--- Goal of the exercise ---
Which of the lines in the listing that follows hold "below"? Pull each one out.

*** Given information Section Begins ***

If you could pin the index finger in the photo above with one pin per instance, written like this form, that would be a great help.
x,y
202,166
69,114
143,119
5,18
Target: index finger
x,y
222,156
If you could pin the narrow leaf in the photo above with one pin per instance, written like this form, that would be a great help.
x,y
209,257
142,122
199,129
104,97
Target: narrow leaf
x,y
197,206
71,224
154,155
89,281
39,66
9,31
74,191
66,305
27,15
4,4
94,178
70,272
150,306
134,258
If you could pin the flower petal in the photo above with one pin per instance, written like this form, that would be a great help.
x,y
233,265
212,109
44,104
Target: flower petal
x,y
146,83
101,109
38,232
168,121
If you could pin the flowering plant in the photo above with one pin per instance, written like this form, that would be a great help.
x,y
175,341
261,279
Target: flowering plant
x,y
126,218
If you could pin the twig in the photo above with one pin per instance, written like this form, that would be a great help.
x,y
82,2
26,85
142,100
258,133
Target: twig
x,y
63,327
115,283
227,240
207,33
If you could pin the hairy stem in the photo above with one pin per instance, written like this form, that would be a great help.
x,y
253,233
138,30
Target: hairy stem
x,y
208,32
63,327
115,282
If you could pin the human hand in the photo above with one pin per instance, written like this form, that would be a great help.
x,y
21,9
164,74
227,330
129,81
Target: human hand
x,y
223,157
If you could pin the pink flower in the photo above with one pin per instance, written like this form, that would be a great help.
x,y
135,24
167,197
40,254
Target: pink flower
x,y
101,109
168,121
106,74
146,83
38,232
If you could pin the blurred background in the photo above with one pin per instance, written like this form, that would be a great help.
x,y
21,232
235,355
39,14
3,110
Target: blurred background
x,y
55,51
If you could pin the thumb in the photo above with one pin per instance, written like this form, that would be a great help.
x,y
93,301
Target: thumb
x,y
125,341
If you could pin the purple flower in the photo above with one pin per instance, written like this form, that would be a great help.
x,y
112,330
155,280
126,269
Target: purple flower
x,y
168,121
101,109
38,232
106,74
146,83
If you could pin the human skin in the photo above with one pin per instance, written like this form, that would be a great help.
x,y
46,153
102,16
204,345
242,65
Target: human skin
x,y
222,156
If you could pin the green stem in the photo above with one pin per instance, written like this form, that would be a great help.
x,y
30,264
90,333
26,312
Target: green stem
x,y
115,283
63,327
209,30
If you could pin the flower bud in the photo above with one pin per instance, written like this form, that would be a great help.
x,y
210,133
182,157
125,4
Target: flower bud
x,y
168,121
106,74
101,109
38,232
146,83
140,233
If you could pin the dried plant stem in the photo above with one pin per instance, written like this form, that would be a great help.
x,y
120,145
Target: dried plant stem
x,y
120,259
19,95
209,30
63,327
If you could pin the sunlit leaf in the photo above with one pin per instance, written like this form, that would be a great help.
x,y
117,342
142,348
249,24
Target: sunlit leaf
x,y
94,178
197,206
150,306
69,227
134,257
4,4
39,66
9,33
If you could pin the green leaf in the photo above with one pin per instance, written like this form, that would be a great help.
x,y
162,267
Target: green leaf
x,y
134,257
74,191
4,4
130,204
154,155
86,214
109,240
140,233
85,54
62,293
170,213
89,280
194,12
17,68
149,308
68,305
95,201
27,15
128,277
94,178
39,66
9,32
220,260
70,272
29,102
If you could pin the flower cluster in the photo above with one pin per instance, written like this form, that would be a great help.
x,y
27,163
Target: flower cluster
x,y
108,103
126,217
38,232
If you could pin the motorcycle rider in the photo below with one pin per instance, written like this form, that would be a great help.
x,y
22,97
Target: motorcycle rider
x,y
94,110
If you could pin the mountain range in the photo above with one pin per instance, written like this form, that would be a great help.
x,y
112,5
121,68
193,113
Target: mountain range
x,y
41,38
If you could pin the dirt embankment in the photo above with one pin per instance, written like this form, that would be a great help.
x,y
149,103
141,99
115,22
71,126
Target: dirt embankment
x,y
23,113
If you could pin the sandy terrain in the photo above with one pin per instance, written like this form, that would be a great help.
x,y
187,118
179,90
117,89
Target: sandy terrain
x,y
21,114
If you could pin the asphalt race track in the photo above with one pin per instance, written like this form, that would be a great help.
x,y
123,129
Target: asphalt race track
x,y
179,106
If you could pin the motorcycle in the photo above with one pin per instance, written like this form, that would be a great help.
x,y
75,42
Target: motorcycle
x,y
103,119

*** Given information Section Ends ***
*** Given information Section Begins ***

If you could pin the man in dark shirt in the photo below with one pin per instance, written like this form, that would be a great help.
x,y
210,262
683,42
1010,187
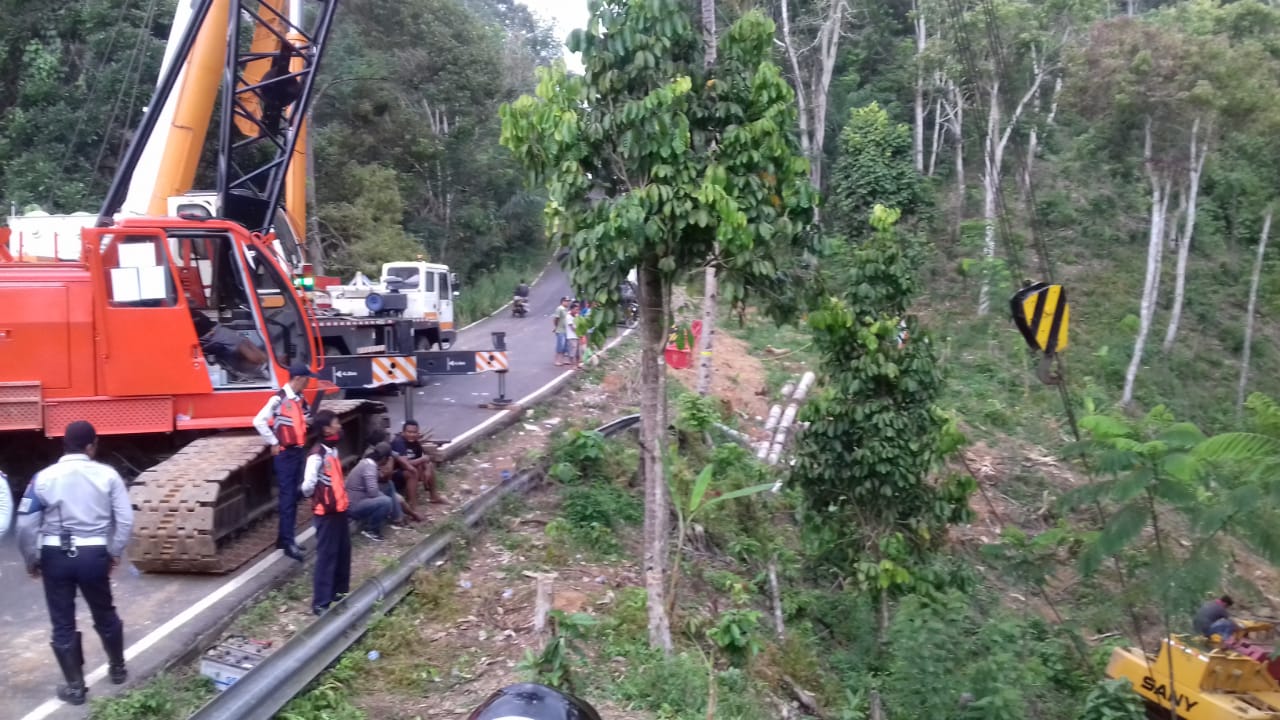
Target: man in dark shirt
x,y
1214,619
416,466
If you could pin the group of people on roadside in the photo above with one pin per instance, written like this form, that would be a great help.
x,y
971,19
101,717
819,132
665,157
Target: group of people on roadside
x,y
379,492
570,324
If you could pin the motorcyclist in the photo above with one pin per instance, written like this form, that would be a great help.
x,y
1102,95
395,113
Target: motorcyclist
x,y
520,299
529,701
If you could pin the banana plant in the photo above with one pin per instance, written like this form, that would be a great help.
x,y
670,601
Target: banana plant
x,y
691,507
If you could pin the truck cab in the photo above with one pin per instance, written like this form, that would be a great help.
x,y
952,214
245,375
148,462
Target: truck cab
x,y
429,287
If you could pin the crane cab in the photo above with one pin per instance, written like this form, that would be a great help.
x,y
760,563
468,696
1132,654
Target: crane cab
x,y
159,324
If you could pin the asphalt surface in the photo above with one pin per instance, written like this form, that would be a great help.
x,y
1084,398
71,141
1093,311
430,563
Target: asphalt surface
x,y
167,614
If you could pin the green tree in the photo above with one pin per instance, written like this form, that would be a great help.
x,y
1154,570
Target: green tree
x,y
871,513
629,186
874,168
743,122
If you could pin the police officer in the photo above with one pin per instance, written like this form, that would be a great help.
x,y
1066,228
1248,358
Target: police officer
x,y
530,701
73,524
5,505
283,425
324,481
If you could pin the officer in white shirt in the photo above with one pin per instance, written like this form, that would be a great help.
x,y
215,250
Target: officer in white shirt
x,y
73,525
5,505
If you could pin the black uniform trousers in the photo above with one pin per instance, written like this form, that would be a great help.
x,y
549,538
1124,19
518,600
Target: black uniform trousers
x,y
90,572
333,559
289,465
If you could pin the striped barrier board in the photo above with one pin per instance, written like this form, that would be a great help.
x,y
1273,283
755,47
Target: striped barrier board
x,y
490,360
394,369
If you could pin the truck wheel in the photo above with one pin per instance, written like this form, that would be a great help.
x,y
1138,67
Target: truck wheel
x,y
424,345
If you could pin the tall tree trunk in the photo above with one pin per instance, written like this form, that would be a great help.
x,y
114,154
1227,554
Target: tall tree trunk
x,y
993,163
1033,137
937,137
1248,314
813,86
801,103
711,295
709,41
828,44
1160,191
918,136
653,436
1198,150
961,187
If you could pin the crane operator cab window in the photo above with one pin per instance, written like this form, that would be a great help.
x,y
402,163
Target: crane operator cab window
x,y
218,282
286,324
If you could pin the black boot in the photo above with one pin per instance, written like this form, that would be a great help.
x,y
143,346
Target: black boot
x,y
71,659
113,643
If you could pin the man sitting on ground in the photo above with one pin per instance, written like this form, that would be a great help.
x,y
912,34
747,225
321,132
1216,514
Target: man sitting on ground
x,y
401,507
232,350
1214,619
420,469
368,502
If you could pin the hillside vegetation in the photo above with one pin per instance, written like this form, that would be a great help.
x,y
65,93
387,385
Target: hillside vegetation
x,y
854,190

*** Given information Section Ends ***

--- Completed exercise ---
If you could pin the motorcycle rider in the photo below with one pin per instance, written like this form, that would be a great help.
If you could pin the man in dark shirt in the photo below with one pin per instance, written like this form, that would be a great help.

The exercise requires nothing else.